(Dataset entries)

========

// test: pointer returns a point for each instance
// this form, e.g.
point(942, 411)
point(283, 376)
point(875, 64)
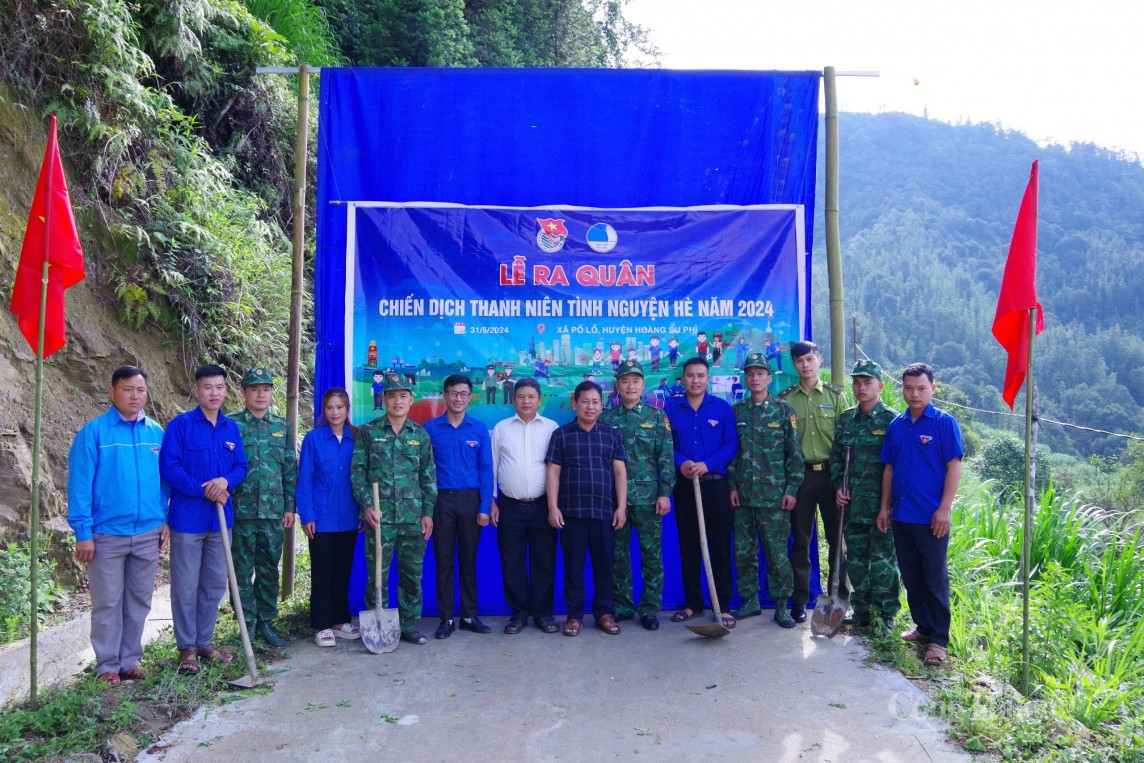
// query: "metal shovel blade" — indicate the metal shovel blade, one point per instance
point(828, 614)
point(712, 629)
point(380, 629)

========

→ Exercise requirements: Repeat each line word for word, from the one with "point(283, 376)" down to the last line of the data, and keep the pictures out of it.

→ Your solution:
point(283, 376)
point(875, 64)
// query: "metal shovel blade" — indicate the metal shovel blade, one point per instance
point(828, 614)
point(712, 629)
point(380, 629)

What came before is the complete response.